Records
+++

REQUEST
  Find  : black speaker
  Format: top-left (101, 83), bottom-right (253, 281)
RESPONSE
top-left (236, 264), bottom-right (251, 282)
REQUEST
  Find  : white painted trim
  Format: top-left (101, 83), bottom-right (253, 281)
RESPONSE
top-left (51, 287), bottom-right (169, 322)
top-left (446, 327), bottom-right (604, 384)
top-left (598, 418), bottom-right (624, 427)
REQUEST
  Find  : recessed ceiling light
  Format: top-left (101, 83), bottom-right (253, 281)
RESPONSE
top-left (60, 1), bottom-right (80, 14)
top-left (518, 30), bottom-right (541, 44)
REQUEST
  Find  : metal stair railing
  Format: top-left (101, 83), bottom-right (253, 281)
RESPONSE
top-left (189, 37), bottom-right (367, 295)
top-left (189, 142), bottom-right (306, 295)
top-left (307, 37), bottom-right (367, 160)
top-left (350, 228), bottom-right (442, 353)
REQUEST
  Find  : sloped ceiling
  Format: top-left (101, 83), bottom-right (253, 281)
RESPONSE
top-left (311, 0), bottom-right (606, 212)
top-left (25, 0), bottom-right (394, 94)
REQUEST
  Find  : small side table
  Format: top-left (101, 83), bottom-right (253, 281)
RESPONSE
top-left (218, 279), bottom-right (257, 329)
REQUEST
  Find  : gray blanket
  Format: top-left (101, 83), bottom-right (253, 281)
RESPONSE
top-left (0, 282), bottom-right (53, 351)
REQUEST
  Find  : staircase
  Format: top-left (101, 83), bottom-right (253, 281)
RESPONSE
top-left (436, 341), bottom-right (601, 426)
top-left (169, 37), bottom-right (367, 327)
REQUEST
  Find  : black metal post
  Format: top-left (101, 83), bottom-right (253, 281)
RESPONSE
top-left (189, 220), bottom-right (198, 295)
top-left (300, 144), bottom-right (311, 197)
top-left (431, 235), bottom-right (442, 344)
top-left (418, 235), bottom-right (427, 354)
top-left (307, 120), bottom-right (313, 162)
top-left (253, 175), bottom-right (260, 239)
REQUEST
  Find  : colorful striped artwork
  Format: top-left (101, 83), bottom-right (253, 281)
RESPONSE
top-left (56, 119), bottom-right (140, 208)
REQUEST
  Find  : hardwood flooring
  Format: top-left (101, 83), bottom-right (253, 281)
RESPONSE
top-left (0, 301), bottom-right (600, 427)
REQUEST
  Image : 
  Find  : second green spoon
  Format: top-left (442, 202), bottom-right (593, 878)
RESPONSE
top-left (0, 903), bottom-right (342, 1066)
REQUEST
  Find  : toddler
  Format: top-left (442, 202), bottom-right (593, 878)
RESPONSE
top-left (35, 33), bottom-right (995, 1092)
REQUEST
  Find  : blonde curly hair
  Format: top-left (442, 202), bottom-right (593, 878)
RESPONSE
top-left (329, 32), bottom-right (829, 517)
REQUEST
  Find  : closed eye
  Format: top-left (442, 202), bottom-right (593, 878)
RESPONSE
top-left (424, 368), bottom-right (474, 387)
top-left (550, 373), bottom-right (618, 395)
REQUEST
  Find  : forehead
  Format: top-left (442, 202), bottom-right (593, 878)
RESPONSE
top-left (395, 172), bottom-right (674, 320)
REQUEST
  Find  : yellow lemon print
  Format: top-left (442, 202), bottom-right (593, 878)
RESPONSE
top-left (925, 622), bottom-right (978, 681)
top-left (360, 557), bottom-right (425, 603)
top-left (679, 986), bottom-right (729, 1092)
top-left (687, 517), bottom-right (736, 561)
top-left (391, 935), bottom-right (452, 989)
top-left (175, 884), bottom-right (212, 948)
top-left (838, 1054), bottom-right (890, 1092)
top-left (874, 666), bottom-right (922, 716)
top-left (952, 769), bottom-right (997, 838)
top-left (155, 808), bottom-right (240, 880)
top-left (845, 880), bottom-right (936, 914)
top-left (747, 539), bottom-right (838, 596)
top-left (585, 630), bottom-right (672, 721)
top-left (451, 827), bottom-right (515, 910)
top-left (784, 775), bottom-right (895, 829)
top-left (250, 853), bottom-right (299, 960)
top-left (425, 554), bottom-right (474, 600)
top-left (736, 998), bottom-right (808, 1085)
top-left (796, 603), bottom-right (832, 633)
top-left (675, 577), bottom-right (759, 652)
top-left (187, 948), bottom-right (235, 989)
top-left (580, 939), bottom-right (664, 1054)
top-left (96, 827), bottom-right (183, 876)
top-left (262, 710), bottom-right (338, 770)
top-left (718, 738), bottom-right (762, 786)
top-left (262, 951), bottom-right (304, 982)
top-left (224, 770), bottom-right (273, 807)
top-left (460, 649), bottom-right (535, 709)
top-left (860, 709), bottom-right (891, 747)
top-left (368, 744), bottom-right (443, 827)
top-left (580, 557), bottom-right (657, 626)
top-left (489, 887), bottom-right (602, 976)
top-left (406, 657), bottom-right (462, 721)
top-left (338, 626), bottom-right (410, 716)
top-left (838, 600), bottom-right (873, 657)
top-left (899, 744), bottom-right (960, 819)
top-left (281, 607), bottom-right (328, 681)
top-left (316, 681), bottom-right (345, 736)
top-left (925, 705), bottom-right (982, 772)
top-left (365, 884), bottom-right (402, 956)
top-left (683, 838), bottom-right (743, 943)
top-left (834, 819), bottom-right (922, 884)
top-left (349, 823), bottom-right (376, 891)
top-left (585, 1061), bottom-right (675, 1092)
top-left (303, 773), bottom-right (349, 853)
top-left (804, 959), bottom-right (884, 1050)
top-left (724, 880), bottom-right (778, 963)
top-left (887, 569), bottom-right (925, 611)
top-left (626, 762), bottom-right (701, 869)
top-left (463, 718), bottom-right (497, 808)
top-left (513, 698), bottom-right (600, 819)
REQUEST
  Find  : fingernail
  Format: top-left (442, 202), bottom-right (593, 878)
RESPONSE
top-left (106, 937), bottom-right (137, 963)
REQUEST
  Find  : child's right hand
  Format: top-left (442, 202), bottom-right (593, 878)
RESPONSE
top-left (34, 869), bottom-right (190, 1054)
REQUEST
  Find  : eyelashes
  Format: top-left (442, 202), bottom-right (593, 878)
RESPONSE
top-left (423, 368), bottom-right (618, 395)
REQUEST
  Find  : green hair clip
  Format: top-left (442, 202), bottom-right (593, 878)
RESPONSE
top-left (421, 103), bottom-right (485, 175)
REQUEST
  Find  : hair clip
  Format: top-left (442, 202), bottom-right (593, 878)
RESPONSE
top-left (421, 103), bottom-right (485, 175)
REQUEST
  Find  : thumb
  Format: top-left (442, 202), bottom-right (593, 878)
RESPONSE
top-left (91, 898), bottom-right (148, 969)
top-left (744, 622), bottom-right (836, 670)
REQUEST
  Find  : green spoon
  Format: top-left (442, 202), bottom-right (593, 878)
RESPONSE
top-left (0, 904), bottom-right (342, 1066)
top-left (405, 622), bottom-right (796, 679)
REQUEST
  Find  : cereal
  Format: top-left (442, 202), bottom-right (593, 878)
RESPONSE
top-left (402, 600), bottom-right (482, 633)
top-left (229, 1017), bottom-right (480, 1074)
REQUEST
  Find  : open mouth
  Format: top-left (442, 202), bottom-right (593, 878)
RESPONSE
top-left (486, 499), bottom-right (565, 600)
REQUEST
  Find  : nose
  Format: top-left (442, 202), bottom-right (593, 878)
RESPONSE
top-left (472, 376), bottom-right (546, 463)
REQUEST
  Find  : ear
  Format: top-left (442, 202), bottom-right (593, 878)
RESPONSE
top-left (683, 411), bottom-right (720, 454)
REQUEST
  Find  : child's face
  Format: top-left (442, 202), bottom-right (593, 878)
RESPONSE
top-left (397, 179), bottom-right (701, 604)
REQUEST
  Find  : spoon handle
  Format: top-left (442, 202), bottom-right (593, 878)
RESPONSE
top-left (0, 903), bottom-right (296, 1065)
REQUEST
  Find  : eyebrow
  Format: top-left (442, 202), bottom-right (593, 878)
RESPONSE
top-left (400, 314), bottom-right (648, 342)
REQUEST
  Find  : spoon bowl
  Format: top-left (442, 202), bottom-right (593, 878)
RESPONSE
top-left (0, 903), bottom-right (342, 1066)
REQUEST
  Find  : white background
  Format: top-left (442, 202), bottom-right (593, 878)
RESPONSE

+++

**EXERCISE**
List every line of the entries above that contains the word "hair". Match case exactly.

**RESULT FOR THIS EXERCISE**
  Find  : blonde curly hair
  Find  : green hair clip
  Find  : hair clip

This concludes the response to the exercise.